Picture annotation entries
****

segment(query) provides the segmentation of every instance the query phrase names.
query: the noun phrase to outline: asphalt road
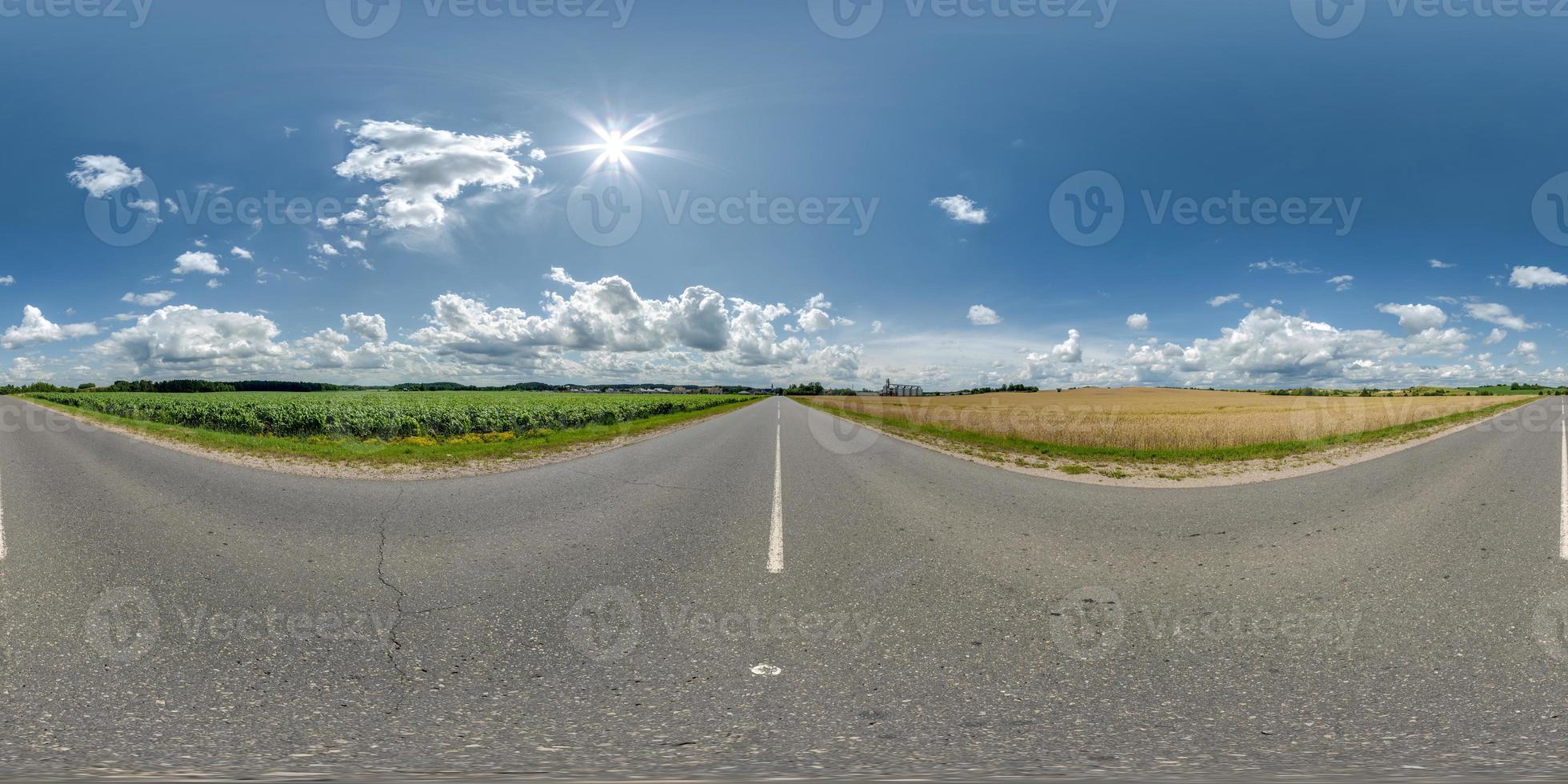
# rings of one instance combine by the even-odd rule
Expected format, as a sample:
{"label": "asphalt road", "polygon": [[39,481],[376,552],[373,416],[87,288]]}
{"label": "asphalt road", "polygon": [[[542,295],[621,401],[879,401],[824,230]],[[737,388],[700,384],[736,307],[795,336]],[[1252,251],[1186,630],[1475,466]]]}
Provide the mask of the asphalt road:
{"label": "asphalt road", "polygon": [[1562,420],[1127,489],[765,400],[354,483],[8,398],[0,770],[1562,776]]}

****

◆ **YOUR INSTRUCTIONS**: Copy out the records above word for word, but leave out the picture.

◆ **THE COMPLETED TASK**:
segment(query) provides the segmentation of every instance the query phrase names.
query: the noun phrase to outline: asphalt road
# rings of one instance combine by the even-odd rule
Expected format, as a sample:
{"label": "asphalt road", "polygon": [[39,481],[376,552],[373,416],[87,288]]}
{"label": "asphalt road", "polygon": [[[542,295],[621,401],[879,401],[824,230]],[[737,388],[700,384],[736,307],[795,336]],[[1252,251],[1186,630],[1475,466]]]}
Provide the mask of the asphalt road:
{"label": "asphalt road", "polygon": [[1562,420],[1127,489],[765,400],[354,483],[8,398],[0,770],[1562,776]]}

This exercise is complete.